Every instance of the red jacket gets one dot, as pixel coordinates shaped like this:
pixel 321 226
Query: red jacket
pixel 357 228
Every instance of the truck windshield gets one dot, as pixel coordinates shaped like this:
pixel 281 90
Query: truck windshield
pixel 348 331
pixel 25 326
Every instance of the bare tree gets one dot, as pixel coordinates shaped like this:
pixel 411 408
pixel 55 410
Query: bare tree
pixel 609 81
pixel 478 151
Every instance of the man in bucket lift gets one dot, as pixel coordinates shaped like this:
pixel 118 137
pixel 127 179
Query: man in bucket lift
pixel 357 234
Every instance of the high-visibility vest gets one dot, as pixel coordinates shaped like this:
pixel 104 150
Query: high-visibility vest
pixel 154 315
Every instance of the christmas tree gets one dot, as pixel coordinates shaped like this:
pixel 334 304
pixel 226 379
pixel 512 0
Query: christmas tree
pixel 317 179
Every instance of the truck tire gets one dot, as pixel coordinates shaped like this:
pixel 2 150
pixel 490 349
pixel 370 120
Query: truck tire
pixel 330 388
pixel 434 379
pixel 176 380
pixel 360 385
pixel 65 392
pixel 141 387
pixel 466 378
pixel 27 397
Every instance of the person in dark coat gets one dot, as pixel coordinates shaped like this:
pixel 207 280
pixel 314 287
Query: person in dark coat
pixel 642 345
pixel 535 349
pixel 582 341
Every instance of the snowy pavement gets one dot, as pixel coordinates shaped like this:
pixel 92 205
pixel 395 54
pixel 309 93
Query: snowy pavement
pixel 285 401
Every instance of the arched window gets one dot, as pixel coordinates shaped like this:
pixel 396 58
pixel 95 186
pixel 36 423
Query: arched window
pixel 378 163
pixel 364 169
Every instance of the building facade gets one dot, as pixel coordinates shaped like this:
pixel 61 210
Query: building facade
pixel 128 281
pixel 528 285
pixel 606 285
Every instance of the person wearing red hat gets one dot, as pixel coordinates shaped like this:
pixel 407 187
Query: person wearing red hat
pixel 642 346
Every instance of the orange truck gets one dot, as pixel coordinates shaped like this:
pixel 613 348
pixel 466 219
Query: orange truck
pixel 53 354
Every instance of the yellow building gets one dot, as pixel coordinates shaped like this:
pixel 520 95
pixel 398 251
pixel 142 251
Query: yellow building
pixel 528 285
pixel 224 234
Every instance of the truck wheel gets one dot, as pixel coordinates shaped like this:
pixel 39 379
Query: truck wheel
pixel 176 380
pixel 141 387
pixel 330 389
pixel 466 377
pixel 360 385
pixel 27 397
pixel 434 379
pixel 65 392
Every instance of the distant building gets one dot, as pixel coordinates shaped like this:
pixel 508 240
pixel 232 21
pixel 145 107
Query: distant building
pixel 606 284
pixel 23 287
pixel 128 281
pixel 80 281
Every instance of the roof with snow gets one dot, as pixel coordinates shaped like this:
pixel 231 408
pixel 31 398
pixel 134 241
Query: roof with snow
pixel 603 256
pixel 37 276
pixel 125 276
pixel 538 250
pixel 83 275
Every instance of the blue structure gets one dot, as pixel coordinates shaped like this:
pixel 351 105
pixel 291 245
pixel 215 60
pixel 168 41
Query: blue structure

What to do :: Please give back, exactly as it stands above, the stretch from the line with "Every instance of the truck windshield" through the line with "pixel 370 120", and no line outside it.

Answer to this exercise ::
Every instance of the truck windshield gets one dot, as pixel coordinates shaped like this:
pixel 281 90
Query: truck windshield
pixel 348 331
pixel 25 326
Every instance of the bare tree gets one dot, as pixel coordinates shaped like this:
pixel 411 408
pixel 55 410
Query: bare tree
pixel 609 81
pixel 478 151
Every instance of the man in bucket lift gets one dot, as pixel coordinates shaped like this:
pixel 118 137
pixel 127 179
Query: man in bucket lift
pixel 357 234
Every instance of the high-visibility vest gets one dot, as pixel coordinates shaped like this:
pixel 104 150
Query: high-visibility vest
pixel 154 315
Every instance of the christmas tree gets one dot, as pixel coordinates shaped like this:
pixel 334 304
pixel 226 379
pixel 512 0
Query: christmas tree
pixel 317 179
Every instance of the truck tire gets one dot, as pixel coordinates shaped like this:
pixel 2 150
pixel 490 349
pixel 370 120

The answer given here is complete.